## [Work to complete]
Copy nothing but the text: reproduce each line of the listing exactly and leave the pictures out.

====== Data ======

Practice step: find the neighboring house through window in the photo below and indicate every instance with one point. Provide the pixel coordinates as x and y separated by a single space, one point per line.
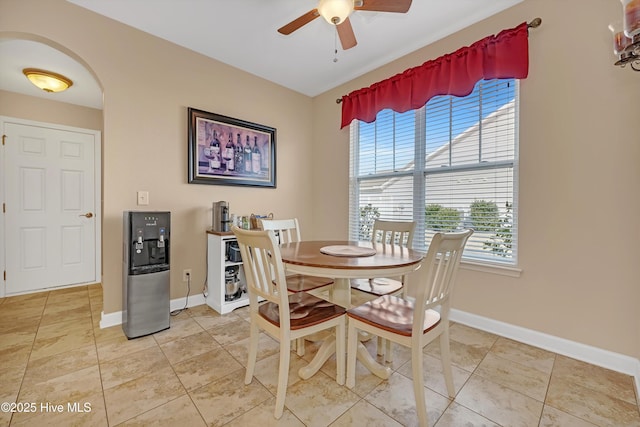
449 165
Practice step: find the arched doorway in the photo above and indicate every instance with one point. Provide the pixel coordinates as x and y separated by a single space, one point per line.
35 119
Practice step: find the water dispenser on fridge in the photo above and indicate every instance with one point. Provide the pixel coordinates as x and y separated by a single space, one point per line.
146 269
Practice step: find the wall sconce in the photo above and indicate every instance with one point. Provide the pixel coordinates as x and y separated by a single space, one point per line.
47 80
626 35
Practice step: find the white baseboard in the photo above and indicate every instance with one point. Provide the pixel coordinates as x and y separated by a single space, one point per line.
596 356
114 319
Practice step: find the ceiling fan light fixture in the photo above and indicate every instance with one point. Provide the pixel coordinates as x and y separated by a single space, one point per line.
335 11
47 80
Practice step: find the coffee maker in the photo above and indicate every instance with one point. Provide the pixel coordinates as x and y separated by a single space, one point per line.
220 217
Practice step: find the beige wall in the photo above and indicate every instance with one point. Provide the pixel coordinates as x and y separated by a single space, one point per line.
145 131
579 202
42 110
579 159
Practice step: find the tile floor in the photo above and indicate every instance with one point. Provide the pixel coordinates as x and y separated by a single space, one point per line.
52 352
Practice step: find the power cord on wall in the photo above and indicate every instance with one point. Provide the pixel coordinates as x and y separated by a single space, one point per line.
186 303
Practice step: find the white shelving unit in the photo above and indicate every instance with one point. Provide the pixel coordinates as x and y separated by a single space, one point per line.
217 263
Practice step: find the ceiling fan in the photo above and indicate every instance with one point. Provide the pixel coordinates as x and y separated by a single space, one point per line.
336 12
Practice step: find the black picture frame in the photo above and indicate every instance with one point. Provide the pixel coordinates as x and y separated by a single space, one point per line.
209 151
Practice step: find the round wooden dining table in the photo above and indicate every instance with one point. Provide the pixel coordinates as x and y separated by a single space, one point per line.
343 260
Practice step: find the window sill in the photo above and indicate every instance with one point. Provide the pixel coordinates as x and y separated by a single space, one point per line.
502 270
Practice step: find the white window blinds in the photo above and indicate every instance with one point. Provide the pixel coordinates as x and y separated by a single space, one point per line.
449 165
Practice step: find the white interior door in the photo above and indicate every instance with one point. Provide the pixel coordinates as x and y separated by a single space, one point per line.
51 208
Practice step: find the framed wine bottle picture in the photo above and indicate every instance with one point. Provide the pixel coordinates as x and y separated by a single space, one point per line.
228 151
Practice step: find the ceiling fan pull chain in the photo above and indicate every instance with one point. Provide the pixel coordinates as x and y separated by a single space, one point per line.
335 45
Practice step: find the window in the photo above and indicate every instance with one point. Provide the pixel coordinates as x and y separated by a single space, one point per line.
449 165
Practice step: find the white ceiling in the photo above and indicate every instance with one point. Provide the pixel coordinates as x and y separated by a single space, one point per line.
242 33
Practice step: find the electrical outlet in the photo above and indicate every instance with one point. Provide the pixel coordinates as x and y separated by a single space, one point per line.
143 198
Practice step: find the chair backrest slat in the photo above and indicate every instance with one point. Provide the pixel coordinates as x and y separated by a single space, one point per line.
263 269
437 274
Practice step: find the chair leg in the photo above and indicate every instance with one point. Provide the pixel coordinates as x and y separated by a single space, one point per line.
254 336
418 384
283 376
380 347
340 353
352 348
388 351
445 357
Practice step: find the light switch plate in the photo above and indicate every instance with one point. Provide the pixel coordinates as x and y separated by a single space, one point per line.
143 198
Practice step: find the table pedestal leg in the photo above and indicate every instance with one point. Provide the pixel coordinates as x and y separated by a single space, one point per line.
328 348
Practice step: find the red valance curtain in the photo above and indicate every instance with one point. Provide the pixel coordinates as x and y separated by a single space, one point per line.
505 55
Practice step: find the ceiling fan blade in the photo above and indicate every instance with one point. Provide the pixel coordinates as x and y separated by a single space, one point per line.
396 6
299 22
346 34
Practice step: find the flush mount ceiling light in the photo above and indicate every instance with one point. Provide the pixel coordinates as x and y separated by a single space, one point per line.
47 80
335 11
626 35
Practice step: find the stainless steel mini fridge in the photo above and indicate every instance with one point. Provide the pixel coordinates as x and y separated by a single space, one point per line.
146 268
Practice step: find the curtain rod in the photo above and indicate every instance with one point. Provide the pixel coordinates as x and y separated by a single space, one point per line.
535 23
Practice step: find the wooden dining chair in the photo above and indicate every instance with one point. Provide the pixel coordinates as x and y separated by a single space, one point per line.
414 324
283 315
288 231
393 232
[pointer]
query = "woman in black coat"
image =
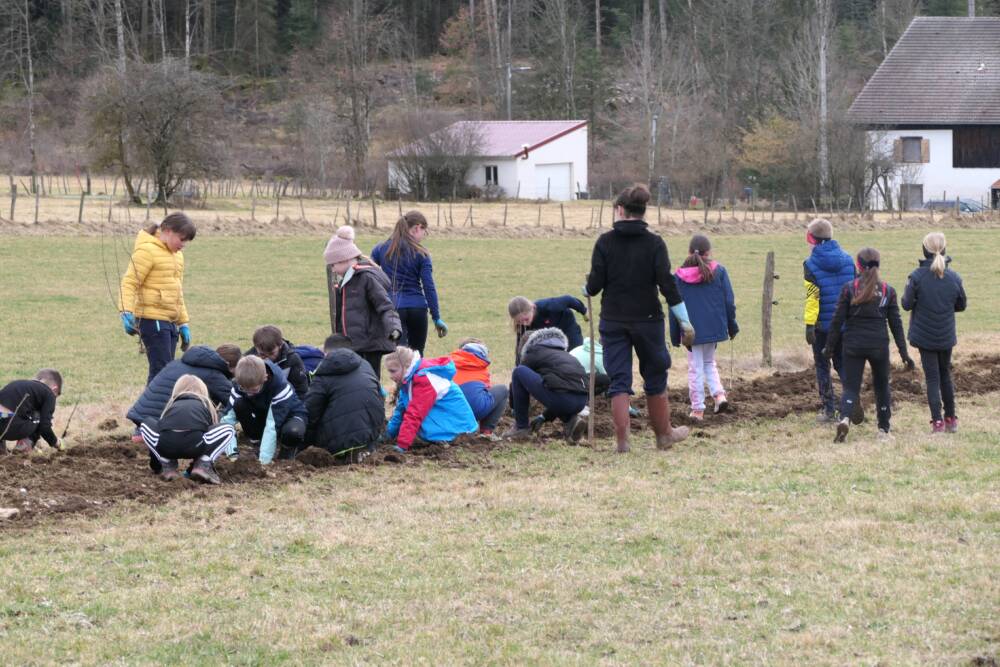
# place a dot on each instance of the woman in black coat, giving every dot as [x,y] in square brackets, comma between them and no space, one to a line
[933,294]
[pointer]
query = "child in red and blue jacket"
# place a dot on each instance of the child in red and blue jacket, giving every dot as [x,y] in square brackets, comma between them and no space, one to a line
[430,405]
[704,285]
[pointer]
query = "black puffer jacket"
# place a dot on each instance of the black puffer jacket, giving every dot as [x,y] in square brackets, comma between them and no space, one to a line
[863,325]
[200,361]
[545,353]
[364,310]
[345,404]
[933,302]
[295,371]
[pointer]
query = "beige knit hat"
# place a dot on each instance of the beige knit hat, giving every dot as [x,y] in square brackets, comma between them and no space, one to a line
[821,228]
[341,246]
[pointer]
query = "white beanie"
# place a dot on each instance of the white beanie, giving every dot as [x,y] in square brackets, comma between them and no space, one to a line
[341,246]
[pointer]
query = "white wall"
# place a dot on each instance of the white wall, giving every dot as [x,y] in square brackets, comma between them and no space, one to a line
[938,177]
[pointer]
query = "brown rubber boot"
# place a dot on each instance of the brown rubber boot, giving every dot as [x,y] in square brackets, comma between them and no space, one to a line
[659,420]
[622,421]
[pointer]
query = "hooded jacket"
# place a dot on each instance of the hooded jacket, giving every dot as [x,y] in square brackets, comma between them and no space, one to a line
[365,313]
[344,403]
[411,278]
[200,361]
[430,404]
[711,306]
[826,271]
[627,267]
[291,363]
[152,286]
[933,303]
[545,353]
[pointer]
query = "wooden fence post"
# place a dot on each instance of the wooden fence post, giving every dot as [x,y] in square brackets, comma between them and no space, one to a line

======

## [The solution]
Practice step: find the neighboring house through window in the photo below and indicate every instance with one point. Provide the pixel coordinates as x and y separated by a single space, one point per line.
449 165
Practice step: find the arched doorway in the photo above and indicate every instance with one point. Provide the pixel coordinates as x and y separated by a single space, one point per line.
35 119
Practice step: find the water dispenser on fridge in the photo above and indicate every instance with one point. Provide the pixel coordinates as x and y separated by a single space, one point per line.
146 269
Practice step: find the wall sconce in the photo above and indicate every instance with one point. Provide the pixel coordinates as x and y separated by a single space, one point per line.
47 80
626 35
Practice step: find the white baseboard in the photo above and indicate every instance with one point. Provide the pixel coordinates as x and y separated by a single space, one point per line.
596 356
114 319
Practice step: find the ceiling fan light fixture in the photo above and indicate every instance with one point. Provide the pixel coordinates as x and y separated by a single space, one point per line.
335 11
47 80
Practice step: find the coffee maker in the photo above and indicate every instance with one point. Provide the pixel coordinates as x and y separated by a single space, one point per line.
220 217
Practice step: find the beige wall in the photo above and indicate every instance with one point. Provide the pixel coordinates as x and y separated by a single space, one point per line.
145 131
579 202
42 110
579 159
Practice step: find the tile floor in the photo above and indicate every instance with one point. Provide the pixel coordinates as x and y separated by a single space, one point per line.
52 352
Practice step: find the power cord on wall in the photo above and indicate every instance with one point. Provide the pixel coordinates as x and y separated by a single space, one point per line.
186 303
Practice step: find the white shelving unit in the photo above and indicate every instance with one point. Provide the pixel coordinates as x and y separated by a single space, one point per line.
217 263
Practice step: find the ceiling fan in the photo above and indicate every instance with one point. Provide the pixel coordinates as x and y separated by a single space, one point per line.
336 12
Practice step: find the black picture frame in the photo above and indicate every instance with one point. Provide the pixel coordinates as x and y separated by a single space, one point per line.
209 151
Practice step: find the round wooden dining table in the photo above and indicate every instance with one point. Provide the pixel coordinates as x and y separated by a single space, one point per line.
343 260
Practice step: find the window sill in the photo above and indicate every instance with one point. Provide the pixel coordinates as x and y separated by a single space, one point per line.
502 270
Practice step: find the white window blinds in the photo above and indicate every instance with one point. Provide the pixel coordinates as x and y separated by a single space, one point per line.
449 165
Practice step: find the white interior door in the photo above and indicate every instance with one point. Provide the pixel coordinates as x and y separated by a single space, one point per line.
51 208
Practice step: find the framed wine bottle picture in the photo above and indicate every instance with one point. Provide the pixel coordinates as x and y separated by a single space, one point per line.
228 151
Practice step: find the ceiling fan pull chain in the photo above and indicate every instance with one point. Provide the pixel coordinates as x and y separated by a single space, one point per line.
335 45
Practice step: find the window in the photo above and indicate every instance with one point. Provide the pixel coordinates as x and y separated by a single space, one point per line.
449 165
Practice step: find the white ceiling in the photo above and indicate every instance with one point. Provide the pixel coordinates as x and y separated by a single space, one point per line.
242 33
Practice step: find the electrical outlet in the photo above and indicate every instance with one point. Provide the pixel coordinates as x and y separated by a single space, one point per line.
143 198
Practice step: find the chair backrest slat in the photo above and indicate every instance with one point. Provide the pixel coordinates as x and y separated by a single space, one point per line.
263 269
437 274
Practice step: find the chair leg in the photo above and indicate every instance with one point. Provide the pixel coordinates as x and y separated by a single space, one point per line.
254 336
418 384
283 376
380 347
340 353
352 348
388 351
445 357
Practice step: find the light switch plate in the photo above and indicate every instance with one point. Provide the pixel coordinates as x and y separated by a single space, one point per line.
143 198
Practice step: find the table pedestal leg in the photo above and indicate every instance with one point. Provide the pixel coordinates as x and y separated by a single space, one point per line.
328 348
Practice step: find the red valance curtain in the photo above and indicate every instance with one point. Provide the pixel coordinates as x and y separated by a single space, one point per line.
505 55
Practice step: find the ceiling fan blade in the photo above and indicate every instance with one point. Provide the pixel coordinates as x and y separated by a single space, one point per line.
396 6
299 22
346 34
Practice step: find the flush mount ceiling light in the photo above and indicate every instance with one point. Provide the pixel coordinates as x and y separated by a single space, one point per line.
47 80
335 11
626 35
Practice step: find the stainless steel mini fridge in the photo above and indicate every instance with one point. Provide the pixel coordinates as x and y separated by a single space, one point per line.
146 268
Practice step: find the curtain rod in the photo above and indicate every instance with one point. Provide the pixel coordinates as x and y separated by a single space, one point per line.
535 23
Practice step: find the wooden dining chair in the photo above and indicate every instance with one point. Provide the pixel coordinates as x and y separated by a single space, one point per line.
414 324
283 315
288 231
393 232
[pointer]
query = "woman in black coat"
image =
# place a dot on each instance of the woman in black coat, giving every dot as [x,y] in square brackets, comma between them and no space, one to a line
[933,294]
[pointer]
query = "child in red and blue jacket"
# place a dot on each instance of the child in red and blue jacket, giving every dot as [x,y] in square brackets, comma between them and no space, one to a line
[430,405]
[704,285]
[pointer]
query = "black puffer jacket"
# place a dot on each instance of the black puffer jacket, giving every dot as [x,y] in square brackets, comma between them and no space, one to a line
[863,325]
[200,361]
[545,353]
[364,310]
[345,404]
[933,302]
[295,371]
[pointer]
query = "beige knit hat"
# place a dot on each instance of the beige knit hat, giving every dot as [x,y] in square brackets, comma between them and no space, one to a line
[821,228]
[341,246]
[pointer]
query = "white beanie"
# place a dot on each instance of the white beanie, giving every dot as [x,y] in square brackets, comma between them and no space, one to a line
[341,246]
[pointer]
query = "white wall"
# place a dot on each instance of the white wall, giving every dot as [x,y] in square brackets, comma between them and no space, one to a line
[938,177]
[pointer]
query = "brown rubber boot"
# place a dot on each instance of the brown rubber boot, giving every dot as [x,y] in square brackets, comma between them and no space, one to a line
[659,420]
[622,421]
[pointer]
query = "hooded jacket"
# place a dot on each instance of the hooded jacket, giving every dot as [x,y] in square brackets, comma between them and no space, one to a line
[365,313]
[344,403]
[411,278]
[200,361]
[430,404]
[711,306]
[826,271]
[627,267]
[291,363]
[152,286]
[933,303]
[545,353]
[pointer]
query = "wooden fence post"
# place a dot on each instance of the wooden fence post, giving every dot as [x,y] in square brackets, comma between them and no space, one to a line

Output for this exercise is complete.